▶ [EXERCISE DIRECTIONS]:
In your answer, give each entry again exactly as it appears.

▶ [EXTRACTED INFORMATION]:
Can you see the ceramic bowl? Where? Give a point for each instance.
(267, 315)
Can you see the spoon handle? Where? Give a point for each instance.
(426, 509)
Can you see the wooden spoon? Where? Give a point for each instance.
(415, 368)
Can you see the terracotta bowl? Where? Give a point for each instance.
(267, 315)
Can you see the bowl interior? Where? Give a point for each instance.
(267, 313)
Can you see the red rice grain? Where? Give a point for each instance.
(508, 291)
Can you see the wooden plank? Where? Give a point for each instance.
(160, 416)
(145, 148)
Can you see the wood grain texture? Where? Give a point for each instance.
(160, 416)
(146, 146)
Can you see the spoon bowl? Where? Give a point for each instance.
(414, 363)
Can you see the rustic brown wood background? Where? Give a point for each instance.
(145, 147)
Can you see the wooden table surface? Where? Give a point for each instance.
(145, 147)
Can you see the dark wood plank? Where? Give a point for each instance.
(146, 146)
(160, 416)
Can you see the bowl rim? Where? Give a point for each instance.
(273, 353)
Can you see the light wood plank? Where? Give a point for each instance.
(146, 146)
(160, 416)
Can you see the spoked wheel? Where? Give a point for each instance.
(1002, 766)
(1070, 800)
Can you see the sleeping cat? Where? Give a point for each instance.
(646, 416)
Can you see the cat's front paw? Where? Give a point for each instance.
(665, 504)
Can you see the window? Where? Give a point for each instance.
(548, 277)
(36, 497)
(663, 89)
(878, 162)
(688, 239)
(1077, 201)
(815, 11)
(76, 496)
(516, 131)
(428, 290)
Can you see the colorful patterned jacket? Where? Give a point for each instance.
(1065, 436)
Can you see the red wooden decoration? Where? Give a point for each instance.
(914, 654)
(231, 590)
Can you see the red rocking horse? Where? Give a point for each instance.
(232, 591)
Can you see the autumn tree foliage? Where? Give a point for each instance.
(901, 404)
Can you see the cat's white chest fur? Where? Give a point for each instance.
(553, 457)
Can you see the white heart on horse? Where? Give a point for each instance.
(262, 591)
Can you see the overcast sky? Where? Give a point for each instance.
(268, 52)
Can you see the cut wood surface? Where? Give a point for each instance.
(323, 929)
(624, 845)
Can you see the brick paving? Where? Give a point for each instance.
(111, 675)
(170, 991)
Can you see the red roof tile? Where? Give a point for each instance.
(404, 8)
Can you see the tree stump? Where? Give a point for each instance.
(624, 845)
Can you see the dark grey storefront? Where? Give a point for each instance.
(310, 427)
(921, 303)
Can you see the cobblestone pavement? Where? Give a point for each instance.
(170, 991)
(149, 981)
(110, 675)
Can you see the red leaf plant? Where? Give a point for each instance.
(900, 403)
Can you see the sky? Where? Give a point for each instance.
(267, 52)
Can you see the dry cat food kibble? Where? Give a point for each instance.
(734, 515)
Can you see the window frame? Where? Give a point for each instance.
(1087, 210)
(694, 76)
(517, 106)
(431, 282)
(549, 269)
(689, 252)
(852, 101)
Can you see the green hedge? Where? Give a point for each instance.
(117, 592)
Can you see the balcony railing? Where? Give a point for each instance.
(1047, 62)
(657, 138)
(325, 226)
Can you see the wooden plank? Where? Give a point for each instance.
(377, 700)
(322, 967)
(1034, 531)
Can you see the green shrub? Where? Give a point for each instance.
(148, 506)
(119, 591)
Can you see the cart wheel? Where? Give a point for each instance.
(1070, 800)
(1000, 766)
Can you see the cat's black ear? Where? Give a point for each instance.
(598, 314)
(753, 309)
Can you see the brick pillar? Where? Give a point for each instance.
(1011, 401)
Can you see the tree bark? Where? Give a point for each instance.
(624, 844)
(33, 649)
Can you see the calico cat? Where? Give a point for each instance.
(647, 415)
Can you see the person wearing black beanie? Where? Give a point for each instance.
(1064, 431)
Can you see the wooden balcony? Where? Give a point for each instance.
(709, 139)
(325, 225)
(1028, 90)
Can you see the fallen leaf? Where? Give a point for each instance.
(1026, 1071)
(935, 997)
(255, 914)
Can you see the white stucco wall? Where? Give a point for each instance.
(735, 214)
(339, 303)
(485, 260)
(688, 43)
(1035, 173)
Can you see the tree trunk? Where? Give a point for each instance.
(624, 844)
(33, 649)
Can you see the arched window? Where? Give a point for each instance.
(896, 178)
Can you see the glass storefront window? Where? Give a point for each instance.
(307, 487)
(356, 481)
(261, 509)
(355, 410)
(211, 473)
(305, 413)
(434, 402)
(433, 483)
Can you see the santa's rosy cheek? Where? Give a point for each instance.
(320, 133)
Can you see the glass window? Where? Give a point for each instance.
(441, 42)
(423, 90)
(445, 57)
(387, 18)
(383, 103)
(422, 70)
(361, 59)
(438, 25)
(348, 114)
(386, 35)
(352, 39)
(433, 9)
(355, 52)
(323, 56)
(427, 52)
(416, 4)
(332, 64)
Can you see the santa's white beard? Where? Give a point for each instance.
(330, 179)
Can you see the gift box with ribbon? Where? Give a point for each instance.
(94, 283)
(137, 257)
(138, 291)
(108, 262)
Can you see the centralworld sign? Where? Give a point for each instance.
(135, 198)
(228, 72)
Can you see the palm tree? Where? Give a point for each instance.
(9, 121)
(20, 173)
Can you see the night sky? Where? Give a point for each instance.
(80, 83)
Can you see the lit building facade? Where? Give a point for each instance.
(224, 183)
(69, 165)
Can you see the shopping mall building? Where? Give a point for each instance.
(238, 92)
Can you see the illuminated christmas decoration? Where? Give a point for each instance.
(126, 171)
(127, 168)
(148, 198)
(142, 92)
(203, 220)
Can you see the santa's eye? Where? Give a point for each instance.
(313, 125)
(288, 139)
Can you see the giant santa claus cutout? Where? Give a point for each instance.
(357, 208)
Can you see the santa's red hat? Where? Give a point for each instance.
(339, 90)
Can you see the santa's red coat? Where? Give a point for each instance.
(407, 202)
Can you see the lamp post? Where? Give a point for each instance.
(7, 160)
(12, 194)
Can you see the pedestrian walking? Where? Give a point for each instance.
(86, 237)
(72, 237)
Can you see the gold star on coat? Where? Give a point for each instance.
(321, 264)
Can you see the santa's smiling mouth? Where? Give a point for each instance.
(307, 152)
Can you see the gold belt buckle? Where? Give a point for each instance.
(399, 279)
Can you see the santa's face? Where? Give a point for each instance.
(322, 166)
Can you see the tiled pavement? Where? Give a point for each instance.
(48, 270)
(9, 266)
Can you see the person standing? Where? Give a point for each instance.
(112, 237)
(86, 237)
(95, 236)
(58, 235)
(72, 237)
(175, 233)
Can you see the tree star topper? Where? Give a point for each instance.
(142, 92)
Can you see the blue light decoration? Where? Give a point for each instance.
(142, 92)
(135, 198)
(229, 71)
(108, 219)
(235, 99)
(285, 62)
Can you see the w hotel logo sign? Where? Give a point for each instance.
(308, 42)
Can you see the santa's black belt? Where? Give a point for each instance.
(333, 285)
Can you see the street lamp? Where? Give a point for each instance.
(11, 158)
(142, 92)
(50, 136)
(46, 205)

▶ [EXERCISE RESULT]:
Can you see the ceramic bowl? Where? Give a point for each instance.
(267, 315)
Can you see the spoon handle? Where? Give a point for each instance.
(426, 509)
Can you see the wooden spoon? Where? Give a point for each instance.
(415, 368)
Can you see the terracotta bowl? Where? Give a point for each instance.
(267, 315)
Can you see the bowl interior? Where? Give a point for each instance.
(267, 313)
Can you see the red rice grain? Where? Give a point for each instance.
(508, 291)
Can you see the wooden plank? Where? Give a point for each instance.
(160, 416)
(145, 148)
Can you see the wood grain texture? Where? Give a point for each instance.
(160, 416)
(146, 146)
Can you see the spoon bowl? Where? Give a point for each instance.
(414, 363)
Can you see the rustic brown wood background? Where? Give a point for each instance.
(145, 147)
Can you see the wooden table surface? Where? Give a point for each instance.
(145, 147)
Can you see the dark wood plank? Where? Give a point for each instance.
(146, 146)
(160, 416)
Can you see the bowl rim? Where? Give a point for each instance.
(273, 353)
Can you see the light wood plank? Where? Give a point for each instance.
(146, 146)
(160, 416)
Can you see the spoked wheel? Where? Give a point for each instance.
(1002, 766)
(1070, 800)
Can you see the sleeping cat? Where? Give a point for each instance.
(646, 416)
Can you see the cat's front paw? Where? Give a point for each instance.
(665, 504)
Can you see the window? Where? Give a point for each instance.
(548, 277)
(36, 497)
(663, 89)
(878, 162)
(688, 239)
(1077, 201)
(815, 11)
(76, 496)
(516, 131)
(428, 290)
Can you see the colorful patterned jacket? Where? Give a point for each instance.
(1065, 436)
Can you see the red wooden decoration? Where? Give a point for each instance.
(914, 654)
(231, 590)
Can you see the red rocking horse? Where? Give a point for each instance.
(232, 591)
Can you see the autumn tree foliage? Where? Give a point for each instance.
(901, 404)
Can you see the cat's white chest fur? Where? Give a point for each instance.
(553, 457)
Can you see the white heart on horse? Where? Give a point for each instance.
(262, 591)
Can you see the overcast sky? Where? Give a point for each instance.
(268, 52)
Can you see the cut wood surface? Where? Give a point for each instance.
(323, 929)
(624, 845)
Can you see the brick paving? Where? Give a point for each instance.
(111, 675)
(170, 991)
Can you see the red roof tile? Where? Give a point for each instance.
(404, 8)
Can you see the tree stump? Where? Give a point for each instance.
(624, 845)
Can you see the dark grey storefront? Where? Give a point for each instance.
(310, 427)
(921, 303)
Can you see the cobblestone pavement? Where? Give a point for each instance.
(170, 991)
(149, 981)
(110, 675)
Can you see the red leaf plant? Where? Give a point for each instance.
(900, 403)
Can you see the sky? Where? Give a point for each instance.
(267, 52)
Can you see the dry cat food kibble? Where? Give a point for each instance.
(734, 515)
Can you see the window frame? Where? Give a point for each instance.
(1087, 210)
(694, 76)
(517, 106)
(431, 282)
(549, 269)
(689, 252)
(852, 101)
Can you see the green hedge? Where? Give a point for each instance.
(117, 592)
Can you see the balcony railing? Where? Give a point for each instance.
(1047, 62)
(657, 138)
(325, 226)
Can you see the wooden plank? Where? Give a point for each instance.
(377, 700)
(322, 967)
(1034, 531)
Can you see the green shrub? Where? Give a point for each instance.
(148, 506)
(119, 591)
Can you see the cart wheel? Where? Give a point for each instance.
(1070, 800)
(1000, 766)
Can you see the cat's black ear? Where? Give a point for each instance.
(598, 314)
(753, 309)
Can you see the brick pillar? Where? Give a point for each instance.
(1011, 401)
Can you see the tree bark? Where? Give a point for each instance.
(624, 844)
(33, 649)
Can you see the calico cat? Where? Give a point for each instance.
(647, 415)
Can you see the person wearing black beanie? Where? Give a point for each instance.
(1064, 431)
Can you see the wooden balcony? Where? Give a point for each instance.
(709, 139)
(325, 225)
(1028, 90)
Can you see the fallen leaf? Where? Give a point for each instance.
(1026, 1071)
(935, 997)
(255, 914)
Can you see the white stucco wall? Where? Give a point for each instance.
(735, 214)
(339, 303)
(485, 260)
(688, 43)
(1035, 173)
Can you see the tree trunk? Where? Give a point for each instance.
(624, 844)
(33, 649)
Can you see the arched window? Where? Give a point for each instance.
(896, 178)
Can you see the glass storefront window? Where? Give a point for each instance.
(307, 487)
(356, 481)
(261, 509)
(355, 410)
(211, 473)
(305, 413)
(434, 402)
(433, 483)
Can you see the santa's rosy cheek? Where? Give a point for each instance.
(320, 133)
Can you see the glass window? Where? Give a point for each instance.
(441, 42)
(423, 90)
(445, 57)
(387, 18)
(383, 103)
(422, 70)
(361, 59)
(438, 25)
(348, 114)
(386, 35)
(352, 39)
(433, 9)
(355, 52)
(323, 56)
(427, 52)
(416, 4)
(332, 64)
Can you see the santa's white beard? Where? Give a point for each instance.
(330, 179)
Can you see the gift box with ribbon? Where? Give a point for each instance.
(94, 283)
(137, 257)
(138, 291)
(108, 262)
Can you see the centralworld sign? Where? Give a point for each instance.
(135, 198)
(228, 72)
Can you see the palm tree? Where? Give a point for each instance.
(9, 121)
(20, 173)
Can you see the night sky? Where? Give a point for each instance.
(80, 83)
Can you see the lit building facade? Where? Give a point for each instance.
(224, 183)
(69, 165)
Can you see the shopping mall building? Where? Give a point for each instance.
(238, 92)
Can you see the illuminated christmas decoration? Where? Give a point for each instance.
(126, 171)
(127, 168)
(148, 198)
(142, 92)
(203, 220)
Can you see the santa's eye? Where? Give a point for each instance.
(313, 125)
(288, 139)
Can you see the giant santa claus cutout? Where? Give a point for each instance.
(357, 208)
Can you see the santa's red hat? Where? Give a point for each instance.
(339, 90)
Can you see the santa's red coat? Where? Give a point for each instance.
(407, 202)
Can you see the lamp post? Where? Give a point for each instance.
(7, 160)
(12, 194)
Can you see the pedestrian walking? Where? Give a point for each instance.
(86, 237)
(72, 237)
Can you see the gold star on coat? Where? Give a point for each instance.
(321, 264)
Can you see the santa's smiling mouth? Where? Give a point for each instance.
(307, 152)
Can you see the gold belt buckle? Where? Give a point for each instance.
(399, 279)
Can you see the santa's face? Where? Give a point for each instance.
(322, 166)
Can you see the tiled pavement? Where? Give a point for each instance.
(48, 270)
(9, 266)
Can you see the person standing? Where? Give a point for each instance.
(112, 237)
(86, 237)
(95, 236)
(58, 235)
(72, 237)
(175, 233)
Can you see the tree star topper? Where? Give a point for each instance.
(142, 92)
Can you see the blue light decoration? Where? Give a point for each instance.
(142, 92)
(135, 198)
(229, 71)
(108, 219)
(235, 99)
(285, 62)
Can you see the w hotel logo sign? Where? Give a point for each instance.
(308, 42)
Can you see the santa's black belt? Where? Give a point for each instance.
(333, 285)
Can you see the street lamp? Where? Give a point for each instance.
(11, 158)
(142, 92)
(50, 136)
(46, 205)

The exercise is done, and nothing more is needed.